### STATED EXERCISE
Format every line of the records below as a JSON list of strings, one string per line, skipping blank lines. Leave out the pictures.

++++ THE DATA ++++

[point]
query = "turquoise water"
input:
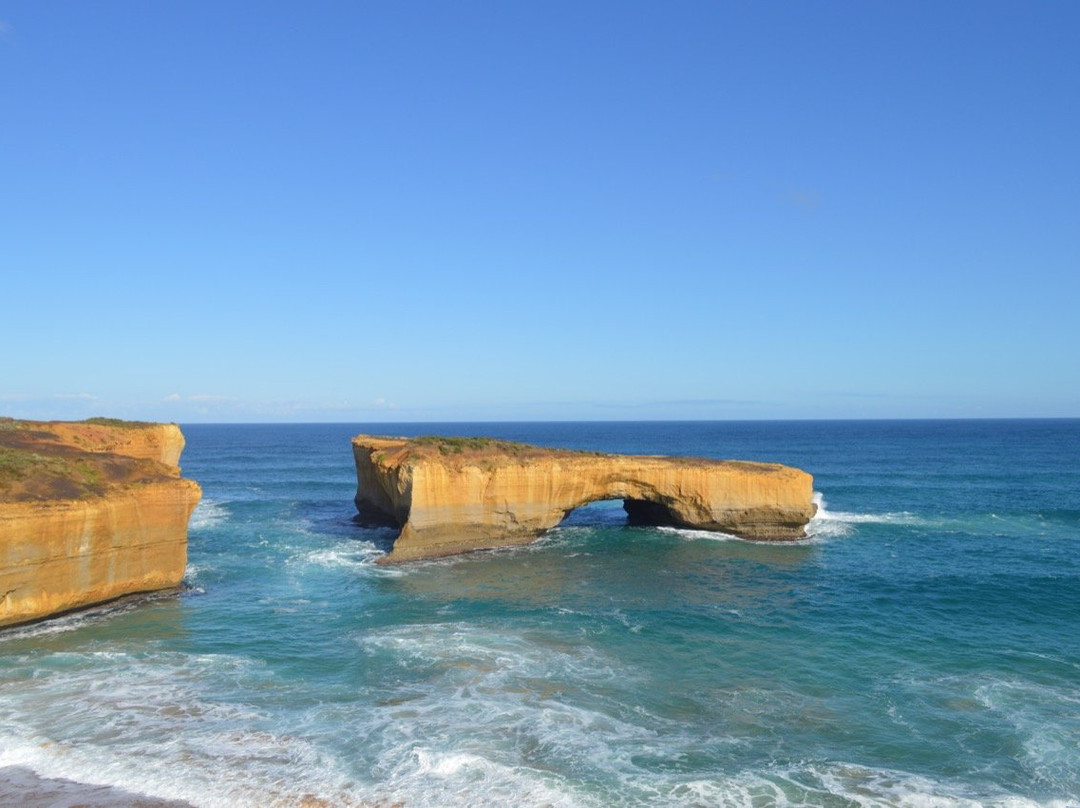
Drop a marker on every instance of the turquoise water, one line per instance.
(922, 648)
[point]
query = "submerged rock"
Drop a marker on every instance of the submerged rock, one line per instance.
(450, 495)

++++

### SOLUTION
[
  "[point]",
  "query = \"turquoise water\"",
  "input:",
  "Drop a marker on every instance of the turquoise water, one line per instance.",
  "(922, 648)",
  "[point]",
  "query = \"submerged rock\"",
  "Drop a marker on every instance of the submerged rock, one line per instance.",
  "(450, 495)"
]